Эйзенхауэр перебил его. "Давайте вернемся назад", – сказал он. И, глядя в упор на Тафта, продолжал: "Основные принципы нашей глобальной стратегии понять нетрудно". Европа не должна пасть: мы не можем перевезти ее сюда; мы должны сделать ее сильнее. "Затем о Среднем Востоке. Это половина нефтяных ресурсов. Мы не можем допустить, чтобы они отошли к России. Юго-Восточная Азия – еще одна критическая точка, мы должны поддерживать французов во Вьетнаме". Идея Тафта о том, чтобы полагаться исключительно на американское атомное оружие, вызвала гневное замечание Эйзенхауэра: "Одними угрозами ответного удара нельзя обеспечить нашу безопасность". Америка должна сохранить свое положение и позицию силы, в противном случае "русские постепенно все захватят без борьбы". После этого он детально обрисовал Тафту свою оборонную политику.

И, наконец, очень простое заключение: "Я не могу поставить под угрозу безопасность моей страны". И встреча завершилась. Эйзенхауэр так прокомментировал эту встречу в своем дневнике: Тафт не обладает "взвешенным суждением", ибо "он пытается обсуждать крупные, серьезные и даже критические проблемы в раздраженной и вспыльчивой манере". Высказывая свое суждение о самообладании, Эйзенхауэр так отозвался о Тафте: "Я не знаю, как он вообще может... оказывать влияние на людей, если он не может сдерживать свой нрав"*35.

Помимо главного вопроса – война или мир – наиболее важной проблемой для каждого президента в наше время является размер оборонного бюджета. Все другие проблемы – налоги, величина дефицита, уровень безработицы, уровень инфляции, взаимоотношения с союзниками и с Советским Союзом – непосредственно увязаны с объемом затрат, осуществляемых Министерством обороны. Все основные цели Эйзенхауэра – мир, уменьшение налогов, сбалансированный бюджет, полная ликвидация инфляции – зависели от сокращения военного бюджета.

Он знал это и был преисполнен решимости добиваться достижения своих целей. В самом деле, важным фактором в его решении заняться политикой была неудовлетворенность политикой Трумэна в области обороны. Как отмечал Тафт, расходы на военные нужды между 1945 и 1953 годом росли и падали с головокружительной быстротой. Накануне войны в Корее Трумэн сократил военный бюджет на 13,5 млрд долларов. Эйзенхауэр возражал против такого резкого снижения и часто говорил, что, по его личному мнению, войны в Корее не было бы, если бы Трумэн не провел так поспешно демобилизацию и не принудил армейское командование отозвать свои дивизии из Южной Кореи в 1948 году. К 1952 году по расчетам Трумэна военный бюджет должен был превысить 50 млрд долларов. Он принял на себя обязательство довести военную мощь Соединенных Штатов к 1954 году – "году максимальной опасности"—до максимального уровня, почти до полной военной готовности. (По данным Пентагона, к 1954 году Советский Союз должен был иметь водородную бомбу и средства доставки.)

■ Раздел данных
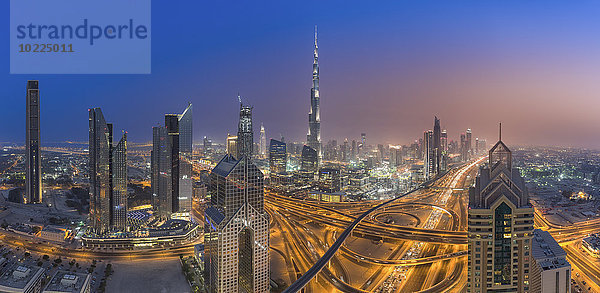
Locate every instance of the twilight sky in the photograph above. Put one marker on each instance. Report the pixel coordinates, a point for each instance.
(386, 69)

■ Условия задания
**1.** На какую сумму Трумэн сократил военный бюджет накануне войны в Корее, согласно фрагменту?
**2.** Пожалуйста, выпишите из фрагмента отрывок: начните там, где стоят слова «Эйзенхауэр перебил его.», и остановитесь после слов «свою оборонную политику.».
Отвечайте, опираясь только на фрагмент.

■ Список ответов
**1.** На 13,5 млрд долларов.

**2.**
Эйзенхауэр перебил его. "Давайте вернемся назад", – сказал он. И, глядя в упор на Тафта, продолжал: "Основные принципы нашей глобальной стратегии понять нетрудно". Европа не должна пасть: мы не можем перевезти ее сюда; мы должны сделать ее сильнее. "Затем о Среднем Востоке. Это половина нефтяных ресурсов. Мы не можем допустить, чтобы они отошли к России. Юго-Восточная Азия – еще одна критическая точка, мы должны поддерживать французов во Вьетнаме". Идея Тафта о том, чтобы полагаться исключительно на американское атомное оружие, вызвала гневное замечание Эйзенхауэра: "Одними угрозами ответного удара нельзя обеспечить нашу безопасность". Америка должна сохранить свое положение и позицию силы, в противном случае "русские постепенно все захватят без борьбы". После этого он детально обрисовал Тафту свою оборонную политику.